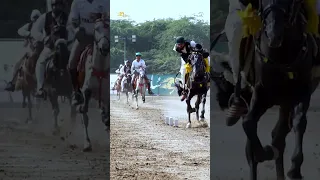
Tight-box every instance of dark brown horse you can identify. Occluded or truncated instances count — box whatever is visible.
[210,0,320,179]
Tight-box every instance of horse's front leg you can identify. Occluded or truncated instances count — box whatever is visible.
[287,97,310,180]
[200,92,207,121]
[26,92,33,123]
[22,91,27,108]
[195,94,201,121]
[135,81,139,109]
[242,86,278,180]
[271,106,292,180]
[49,92,60,135]
[186,91,195,128]
[81,88,92,152]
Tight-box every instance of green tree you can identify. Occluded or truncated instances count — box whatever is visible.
[110,16,209,74]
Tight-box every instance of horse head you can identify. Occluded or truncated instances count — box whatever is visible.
[190,52,206,81]
[139,67,146,79]
[52,25,69,70]
[259,0,305,48]
[94,18,109,56]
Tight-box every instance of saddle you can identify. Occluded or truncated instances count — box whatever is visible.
[77,44,93,87]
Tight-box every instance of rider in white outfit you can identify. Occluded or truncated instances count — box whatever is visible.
[131,52,154,94]
[32,0,68,98]
[68,0,109,106]
[225,0,247,88]
[4,9,41,92]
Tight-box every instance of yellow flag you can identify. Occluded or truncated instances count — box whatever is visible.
[118,12,125,17]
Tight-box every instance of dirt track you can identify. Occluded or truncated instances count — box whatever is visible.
[0,92,109,180]
[110,94,210,180]
[210,87,320,179]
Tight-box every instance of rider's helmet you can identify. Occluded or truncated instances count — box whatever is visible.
[135,52,142,56]
[30,9,41,22]
[175,36,185,49]
[175,36,185,44]
[51,0,65,16]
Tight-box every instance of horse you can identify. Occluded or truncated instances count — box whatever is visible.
[15,42,44,123]
[133,67,147,109]
[182,51,209,128]
[210,0,320,179]
[43,28,76,135]
[115,76,121,100]
[121,73,132,103]
[76,18,109,151]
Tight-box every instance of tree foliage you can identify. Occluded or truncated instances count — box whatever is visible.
[110,16,209,74]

-=-=-

> **Exercise goal**
Copy exactly the lines running from the one that contains "Tight-box every instance of rider's" to the end of the material, both ends included.

> **Answer section**
Tight-box every instance of rider's helmet you can identify. Occluded or truncated instances count — box whatever is visible.
[135,52,142,56]
[30,9,41,22]
[175,36,185,49]
[175,36,185,44]
[51,0,65,16]
Tight-box every instance of horse you can identify. Occluded or truncated instances count — box whatever is visible.
[15,42,44,123]
[133,67,147,109]
[182,51,209,128]
[210,0,320,179]
[43,28,76,135]
[115,76,121,100]
[121,73,132,103]
[76,18,109,151]
Tight-box every instance of tree foliage you can identify. Occluded or truncated instances count — box whatever is visible.
[110,16,209,74]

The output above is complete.